─── Provided text
Actually this is not so hard to do with Paley-Zygmund. Not sure why I didn't see this before. We just substitute $X$ by $e^{s X}$ like in Chernoff's bound:
$$
\Pr[e^{sX} > \theta E[e^{sX}]]
= \Pr[X > \log(\theta E[e^{sX}])/s]
\ge (1-\theta)^2\frac{E[e^{s X}]}{E[e^{2 s X}]}.
$$
For an example with the normal distribution, where $E[e^{s X}]=e^{s^2/2}$ we get
$$
\Pr[X > \log(\theta)/s + s/2]
\ge (1-\theta)^2 e^{-\tfrac{3}{2}s^2},
$$
so taking $\log(\theta)/s+s/2=t$ and $\theta=1/2$ we get
$$
\Pr[X > t]
\ge \frac{1}{4} e^{-\left(\sqrt{t^2+\log (4)}+t\right)^2} \sim e^{-6t^2}.
$$
Indeed, the value of $\theta$ matters very little.
We can compare this result to the true asymptotics for the normal distribution
$
\Pr[X > t] \sim e^{-t^2/2}
$ to see that we lose roughly a factor 12 in the exponent.
Alternatively for $t\to0$ we get $\Pr[X>0]\ge1/16$.
We can improve the lower bound a bit to $\sim t^{O(1)} e^{-2t^2}$ using the $L^p$ version of Paley-Zygmund, but there's still a gap.
This differs from the situation of the upper bound (Markov/Chernoff) which is tight in the exponent.
If there's a way to get a tight exponent using moment generating functions, I'm still very interested.
──────
─── Supplied data
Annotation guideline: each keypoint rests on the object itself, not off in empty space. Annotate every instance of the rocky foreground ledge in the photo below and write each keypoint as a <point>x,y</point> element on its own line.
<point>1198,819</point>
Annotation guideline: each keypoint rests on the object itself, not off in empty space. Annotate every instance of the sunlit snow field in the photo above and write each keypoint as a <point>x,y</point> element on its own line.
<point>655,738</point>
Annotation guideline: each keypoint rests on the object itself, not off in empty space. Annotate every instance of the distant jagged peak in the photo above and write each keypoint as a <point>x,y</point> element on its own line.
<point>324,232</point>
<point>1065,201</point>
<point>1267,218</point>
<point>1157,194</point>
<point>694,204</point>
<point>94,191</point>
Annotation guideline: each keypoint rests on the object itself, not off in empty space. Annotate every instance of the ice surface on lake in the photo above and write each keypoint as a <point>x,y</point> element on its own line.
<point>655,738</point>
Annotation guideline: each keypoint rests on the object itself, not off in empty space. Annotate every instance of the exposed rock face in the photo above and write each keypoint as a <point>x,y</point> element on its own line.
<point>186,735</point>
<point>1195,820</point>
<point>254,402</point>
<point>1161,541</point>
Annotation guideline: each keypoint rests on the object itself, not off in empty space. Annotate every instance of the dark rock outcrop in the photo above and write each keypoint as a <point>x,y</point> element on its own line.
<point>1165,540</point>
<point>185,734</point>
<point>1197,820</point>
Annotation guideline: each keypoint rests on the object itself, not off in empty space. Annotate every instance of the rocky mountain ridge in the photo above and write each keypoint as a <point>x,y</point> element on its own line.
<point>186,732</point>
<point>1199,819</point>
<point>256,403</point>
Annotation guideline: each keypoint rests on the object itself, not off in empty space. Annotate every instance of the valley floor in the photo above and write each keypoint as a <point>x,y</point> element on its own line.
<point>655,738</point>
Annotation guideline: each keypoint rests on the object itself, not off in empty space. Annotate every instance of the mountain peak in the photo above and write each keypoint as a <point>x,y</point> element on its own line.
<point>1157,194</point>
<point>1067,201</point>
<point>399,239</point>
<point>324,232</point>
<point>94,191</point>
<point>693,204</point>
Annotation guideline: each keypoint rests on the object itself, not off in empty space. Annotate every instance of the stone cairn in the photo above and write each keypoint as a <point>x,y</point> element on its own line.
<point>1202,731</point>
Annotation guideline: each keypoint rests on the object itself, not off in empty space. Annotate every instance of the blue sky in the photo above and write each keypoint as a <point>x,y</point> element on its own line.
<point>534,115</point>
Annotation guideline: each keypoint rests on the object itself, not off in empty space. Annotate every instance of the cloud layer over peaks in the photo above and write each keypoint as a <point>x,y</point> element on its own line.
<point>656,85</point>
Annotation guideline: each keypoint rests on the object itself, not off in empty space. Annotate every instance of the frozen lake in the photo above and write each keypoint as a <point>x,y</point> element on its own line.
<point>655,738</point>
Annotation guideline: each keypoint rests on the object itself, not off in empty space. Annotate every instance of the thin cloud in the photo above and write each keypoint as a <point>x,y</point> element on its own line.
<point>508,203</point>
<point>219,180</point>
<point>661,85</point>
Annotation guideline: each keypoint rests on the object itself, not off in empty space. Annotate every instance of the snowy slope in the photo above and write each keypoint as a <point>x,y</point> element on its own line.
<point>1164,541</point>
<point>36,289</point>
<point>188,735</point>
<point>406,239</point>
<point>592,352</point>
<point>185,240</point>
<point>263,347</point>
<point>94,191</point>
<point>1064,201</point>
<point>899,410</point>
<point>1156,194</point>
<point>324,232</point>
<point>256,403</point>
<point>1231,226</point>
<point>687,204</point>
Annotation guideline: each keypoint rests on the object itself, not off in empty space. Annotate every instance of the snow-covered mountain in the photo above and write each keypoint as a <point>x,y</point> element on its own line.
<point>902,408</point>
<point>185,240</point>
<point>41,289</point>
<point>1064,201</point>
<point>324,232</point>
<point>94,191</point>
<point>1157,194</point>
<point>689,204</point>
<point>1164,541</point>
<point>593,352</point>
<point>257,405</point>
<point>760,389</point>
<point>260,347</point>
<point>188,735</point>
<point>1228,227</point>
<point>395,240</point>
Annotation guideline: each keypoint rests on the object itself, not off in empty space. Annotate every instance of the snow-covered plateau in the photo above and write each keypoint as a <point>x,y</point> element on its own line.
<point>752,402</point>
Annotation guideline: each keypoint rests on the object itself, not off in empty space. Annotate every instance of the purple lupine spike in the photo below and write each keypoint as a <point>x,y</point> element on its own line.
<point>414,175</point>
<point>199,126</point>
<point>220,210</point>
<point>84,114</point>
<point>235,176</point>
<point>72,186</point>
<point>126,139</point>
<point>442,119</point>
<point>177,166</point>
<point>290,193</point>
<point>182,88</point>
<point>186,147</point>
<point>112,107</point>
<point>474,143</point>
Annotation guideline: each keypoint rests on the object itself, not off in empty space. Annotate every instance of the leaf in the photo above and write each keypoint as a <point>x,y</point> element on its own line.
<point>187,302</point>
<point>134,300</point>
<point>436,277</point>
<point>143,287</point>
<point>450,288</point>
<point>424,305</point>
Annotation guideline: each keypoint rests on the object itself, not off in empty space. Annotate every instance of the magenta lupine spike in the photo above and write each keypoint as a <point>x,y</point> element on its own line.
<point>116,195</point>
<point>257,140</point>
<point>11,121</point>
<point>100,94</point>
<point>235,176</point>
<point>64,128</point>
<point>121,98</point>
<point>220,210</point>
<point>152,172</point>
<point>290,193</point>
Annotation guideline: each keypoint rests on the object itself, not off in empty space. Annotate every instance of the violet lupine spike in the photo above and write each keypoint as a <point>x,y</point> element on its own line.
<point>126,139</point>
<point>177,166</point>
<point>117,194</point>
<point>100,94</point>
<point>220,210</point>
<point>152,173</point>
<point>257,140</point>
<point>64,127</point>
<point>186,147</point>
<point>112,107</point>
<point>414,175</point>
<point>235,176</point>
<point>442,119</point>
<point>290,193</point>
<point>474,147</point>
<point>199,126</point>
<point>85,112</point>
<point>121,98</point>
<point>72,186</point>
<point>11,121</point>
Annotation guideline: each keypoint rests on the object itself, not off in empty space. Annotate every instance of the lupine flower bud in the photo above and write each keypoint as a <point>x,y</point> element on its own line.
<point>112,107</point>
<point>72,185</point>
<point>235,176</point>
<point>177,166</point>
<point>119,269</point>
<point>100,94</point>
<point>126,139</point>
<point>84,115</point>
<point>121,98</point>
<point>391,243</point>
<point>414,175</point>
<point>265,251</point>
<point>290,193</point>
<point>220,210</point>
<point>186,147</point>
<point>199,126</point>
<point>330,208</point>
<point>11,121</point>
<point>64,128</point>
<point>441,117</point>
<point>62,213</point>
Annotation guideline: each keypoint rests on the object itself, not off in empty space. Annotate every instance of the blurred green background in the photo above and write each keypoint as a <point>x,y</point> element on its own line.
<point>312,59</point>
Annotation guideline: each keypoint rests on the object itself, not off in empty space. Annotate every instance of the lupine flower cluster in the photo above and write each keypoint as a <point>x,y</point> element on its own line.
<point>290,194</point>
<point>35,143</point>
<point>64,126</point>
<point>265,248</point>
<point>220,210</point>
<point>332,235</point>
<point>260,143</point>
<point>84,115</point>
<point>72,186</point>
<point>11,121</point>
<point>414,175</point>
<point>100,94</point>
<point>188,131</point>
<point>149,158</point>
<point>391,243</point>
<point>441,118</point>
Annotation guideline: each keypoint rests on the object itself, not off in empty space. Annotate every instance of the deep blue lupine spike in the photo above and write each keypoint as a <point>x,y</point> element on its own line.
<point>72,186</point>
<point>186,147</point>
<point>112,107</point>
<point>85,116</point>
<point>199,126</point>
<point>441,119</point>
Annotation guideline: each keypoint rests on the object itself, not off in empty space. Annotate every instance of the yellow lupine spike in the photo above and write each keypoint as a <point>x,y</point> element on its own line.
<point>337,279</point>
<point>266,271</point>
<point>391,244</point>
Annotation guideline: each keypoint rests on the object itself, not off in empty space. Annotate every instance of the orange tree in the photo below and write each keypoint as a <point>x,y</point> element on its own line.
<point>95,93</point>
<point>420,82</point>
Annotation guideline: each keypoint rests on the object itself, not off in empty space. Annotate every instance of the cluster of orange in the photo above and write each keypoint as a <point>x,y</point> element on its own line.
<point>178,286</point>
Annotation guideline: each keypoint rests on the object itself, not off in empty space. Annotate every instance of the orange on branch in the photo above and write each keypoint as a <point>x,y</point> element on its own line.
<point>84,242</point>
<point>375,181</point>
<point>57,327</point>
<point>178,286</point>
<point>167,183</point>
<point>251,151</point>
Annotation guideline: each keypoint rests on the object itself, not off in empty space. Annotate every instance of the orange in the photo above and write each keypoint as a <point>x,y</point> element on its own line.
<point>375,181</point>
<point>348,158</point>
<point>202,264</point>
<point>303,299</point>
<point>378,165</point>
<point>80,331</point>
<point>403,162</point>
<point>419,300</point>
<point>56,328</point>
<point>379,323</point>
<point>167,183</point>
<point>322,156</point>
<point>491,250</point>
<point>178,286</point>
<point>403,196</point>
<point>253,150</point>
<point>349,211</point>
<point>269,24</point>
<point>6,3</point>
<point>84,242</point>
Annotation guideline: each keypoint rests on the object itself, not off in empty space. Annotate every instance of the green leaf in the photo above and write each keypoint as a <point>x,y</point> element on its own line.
──────
To do —
[A] Count the lines in the listing above that contain the word "snowy", and reply with the number alone.
[B] Write what comes next in the post above on lower bounds for tail probabilities via Paley-Zygmund, picking up right after its final sentence.

Per-task answers —
[A] 1

[B]
Edit: Just to clarify what I mean by $L^p$ PZ, it is the following inequality:
$$
\operatorname{P}( Z > \theta \operatorname{E}[Z \mid Z > 0] )
\ge \left(\frac{(1-\theta)^{p} \, \operatorname{E}[Z]^{p}}{\operatorname{E}[Z^p]}\right)^{1/(p-1)}.
$$
Using the same substitution as before, and defining $m(s)=E[e^{s X}]$, we get:
$$
\Pr[X > \log(\theta m(s))/s]
\ge \left((1-\theta)^{p}\frac{m(s)^p}{m(s p)}\right)^{1/(p-1)}.
$$
In the limit $p\to 1$ we can Taylor expand as
$$
\left(\frac{m(s)^p}{m(s p)}\right)^{1/(p-1)}
= m(s)\,\exp\left(- \frac{s m'(s)}{m(s)} + O(p-1)\right),
$$
which is nice, as $m(s)\exp(- \frac{s m'(s)}{m(s)}) = e^{-s^2/2}$ for the normal distribution.
However, this lower bound is only for $X\ge \log(\theta)/s+s/2$, not $X \ge s$.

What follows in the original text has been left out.